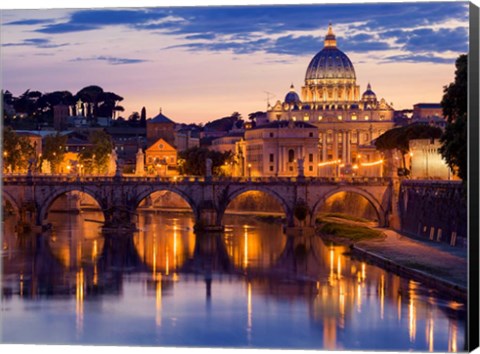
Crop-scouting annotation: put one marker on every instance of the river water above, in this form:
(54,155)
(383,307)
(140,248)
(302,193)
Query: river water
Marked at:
(252,286)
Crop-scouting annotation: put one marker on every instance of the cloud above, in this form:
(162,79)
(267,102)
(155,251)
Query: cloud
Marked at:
(235,47)
(423,58)
(284,29)
(35,42)
(296,45)
(112,60)
(86,20)
(30,22)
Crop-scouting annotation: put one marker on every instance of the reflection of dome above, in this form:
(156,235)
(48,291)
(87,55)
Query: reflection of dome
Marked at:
(330,62)
(369,95)
(292,97)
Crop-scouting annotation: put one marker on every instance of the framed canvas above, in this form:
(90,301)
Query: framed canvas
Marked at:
(240,176)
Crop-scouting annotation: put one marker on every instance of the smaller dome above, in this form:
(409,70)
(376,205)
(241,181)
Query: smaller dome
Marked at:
(292,97)
(369,95)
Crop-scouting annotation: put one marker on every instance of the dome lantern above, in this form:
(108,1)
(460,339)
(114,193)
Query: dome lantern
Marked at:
(330,39)
(292,97)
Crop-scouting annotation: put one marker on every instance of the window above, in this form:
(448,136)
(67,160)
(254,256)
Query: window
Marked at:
(291,155)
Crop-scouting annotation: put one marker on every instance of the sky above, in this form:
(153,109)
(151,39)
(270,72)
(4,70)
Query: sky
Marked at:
(201,63)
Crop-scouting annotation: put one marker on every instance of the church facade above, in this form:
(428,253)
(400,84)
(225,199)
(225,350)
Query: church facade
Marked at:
(347,123)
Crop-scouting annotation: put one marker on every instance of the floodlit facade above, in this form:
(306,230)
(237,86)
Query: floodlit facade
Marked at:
(426,162)
(161,159)
(347,123)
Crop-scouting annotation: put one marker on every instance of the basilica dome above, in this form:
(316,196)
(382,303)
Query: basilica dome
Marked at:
(330,62)
(330,77)
(369,95)
(292,97)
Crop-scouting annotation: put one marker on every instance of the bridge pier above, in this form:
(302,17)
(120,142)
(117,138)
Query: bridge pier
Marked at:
(207,221)
(119,218)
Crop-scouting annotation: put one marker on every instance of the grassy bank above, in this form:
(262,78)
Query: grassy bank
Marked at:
(343,216)
(346,233)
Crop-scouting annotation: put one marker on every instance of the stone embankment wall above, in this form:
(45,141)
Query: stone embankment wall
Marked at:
(434,210)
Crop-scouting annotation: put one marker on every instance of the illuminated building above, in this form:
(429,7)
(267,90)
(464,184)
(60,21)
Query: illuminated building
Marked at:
(279,148)
(160,127)
(426,162)
(347,123)
(161,158)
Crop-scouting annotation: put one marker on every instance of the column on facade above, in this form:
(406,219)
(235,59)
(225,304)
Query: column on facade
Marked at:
(324,146)
(281,159)
(349,147)
(335,145)
(344,146)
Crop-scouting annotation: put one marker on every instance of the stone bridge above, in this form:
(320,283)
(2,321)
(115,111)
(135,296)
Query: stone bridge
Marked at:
(119,197)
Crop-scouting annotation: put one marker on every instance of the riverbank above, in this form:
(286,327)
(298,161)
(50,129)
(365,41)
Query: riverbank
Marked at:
(436,265)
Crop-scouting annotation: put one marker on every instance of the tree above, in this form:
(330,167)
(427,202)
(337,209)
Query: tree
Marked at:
(454,104)
(193,161)
(95,157)
(134,118)
(143,117)
(17,151)
(54,151)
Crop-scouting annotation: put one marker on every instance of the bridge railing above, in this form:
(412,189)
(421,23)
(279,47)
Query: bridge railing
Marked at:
(62,178)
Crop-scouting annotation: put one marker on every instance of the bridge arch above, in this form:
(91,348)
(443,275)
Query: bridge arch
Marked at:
(185,196)
(252,188)
(6,196)
(47,203)
(377,206)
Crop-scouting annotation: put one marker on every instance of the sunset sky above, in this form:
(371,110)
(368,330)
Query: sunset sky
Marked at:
(202,63)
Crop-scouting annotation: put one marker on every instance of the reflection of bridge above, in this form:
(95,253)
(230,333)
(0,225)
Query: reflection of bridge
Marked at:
(118,197)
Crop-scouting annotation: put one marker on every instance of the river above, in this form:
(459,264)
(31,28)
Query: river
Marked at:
(249,287)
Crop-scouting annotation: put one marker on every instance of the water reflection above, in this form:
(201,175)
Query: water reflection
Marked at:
(251,285)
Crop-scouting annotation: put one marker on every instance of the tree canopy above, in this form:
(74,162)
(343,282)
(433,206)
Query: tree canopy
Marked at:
(17,151)
(454,103)
(193,161)
(54,150)
(399,138)
(95,158)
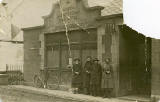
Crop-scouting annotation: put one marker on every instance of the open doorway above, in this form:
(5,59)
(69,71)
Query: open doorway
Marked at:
(135,63)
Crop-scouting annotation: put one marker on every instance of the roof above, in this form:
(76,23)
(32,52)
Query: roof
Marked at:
(31,16)
(111,7)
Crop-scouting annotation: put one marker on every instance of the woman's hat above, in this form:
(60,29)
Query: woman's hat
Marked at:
(76,59)
(96,59)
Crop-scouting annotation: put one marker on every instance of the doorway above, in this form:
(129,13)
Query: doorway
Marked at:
(135,63)
(57,53)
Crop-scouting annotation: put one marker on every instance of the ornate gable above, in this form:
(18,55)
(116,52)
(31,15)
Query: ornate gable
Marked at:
(76,13)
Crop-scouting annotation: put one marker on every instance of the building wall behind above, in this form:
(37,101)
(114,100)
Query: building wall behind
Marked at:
(31,54)
(10,53)
(155,67)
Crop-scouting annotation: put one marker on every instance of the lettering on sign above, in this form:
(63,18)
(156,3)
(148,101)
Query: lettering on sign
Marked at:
(70,12)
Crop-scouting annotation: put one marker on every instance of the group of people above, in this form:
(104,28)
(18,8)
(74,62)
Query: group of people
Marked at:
(93,78)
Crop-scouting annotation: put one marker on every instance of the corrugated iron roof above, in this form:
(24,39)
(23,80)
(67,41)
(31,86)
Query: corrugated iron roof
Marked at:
(111,6)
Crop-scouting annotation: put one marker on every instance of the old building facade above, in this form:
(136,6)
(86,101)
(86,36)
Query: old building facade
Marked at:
(91,34)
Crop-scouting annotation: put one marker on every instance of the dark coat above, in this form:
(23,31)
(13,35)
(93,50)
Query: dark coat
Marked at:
(77,75)
(96,74)
(87,73)
(107,76)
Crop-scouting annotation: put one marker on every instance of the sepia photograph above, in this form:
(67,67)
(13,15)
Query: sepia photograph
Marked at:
(75,51)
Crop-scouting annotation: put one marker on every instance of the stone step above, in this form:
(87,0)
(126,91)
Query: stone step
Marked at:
(135,98)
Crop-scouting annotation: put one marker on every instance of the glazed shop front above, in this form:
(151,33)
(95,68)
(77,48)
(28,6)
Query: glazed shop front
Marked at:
(52,46)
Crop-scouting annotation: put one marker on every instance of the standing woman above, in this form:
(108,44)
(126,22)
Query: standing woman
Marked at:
(77,76)
(87,75)
(96,76)
(107,78)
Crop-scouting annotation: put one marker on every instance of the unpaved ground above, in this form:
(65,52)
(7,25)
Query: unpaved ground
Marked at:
(30,94)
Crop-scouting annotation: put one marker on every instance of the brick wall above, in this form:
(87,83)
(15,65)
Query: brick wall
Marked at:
(155,67)
(31,54)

####

◆ **TASK OBJECTIVE**
Render the data above as a Markdown table with the columns "Row" and "Line", from the line containing "of the standing" through the end of the data, inclusive. Give one row per line, numbered in order, and omit blank lines.

◆ **SOLUTION FOR THIS PROBLEM**
| Row | Line |
|---|---|
| 1 | Crop-scouting annotation: put one marker on every instance of the standing woman above, in this form: |
| 2 | (108,44) |
| 3 | (126,22) |
| 4 | Query: standing woman |
| 5 | Marked at: |
| 6 | (77,76) |
| 7 | (87,75) |
| 8 | (96,76) |
| 9 | (107,78) |
| 10 | Crop-scouting annotation: put one marker on every instance of the unpaved ground above, in this form: |
| 11 | (65,52) |
| 12 | (7,25) |
| 13 | Query: unpaved ground |
| 14 | Marked at: |
| 15 | (30,94) |
| 16 | Crop-scouting annotation: put one marker on every instance of the brick wall above, in this form: |
| 17 | (87,83) |
| 18 | (15,65) |
| 19 | Query: brick wall |
| 20 | Marked at: |
| 21 | (155,67) |
| 22 | (31,54) |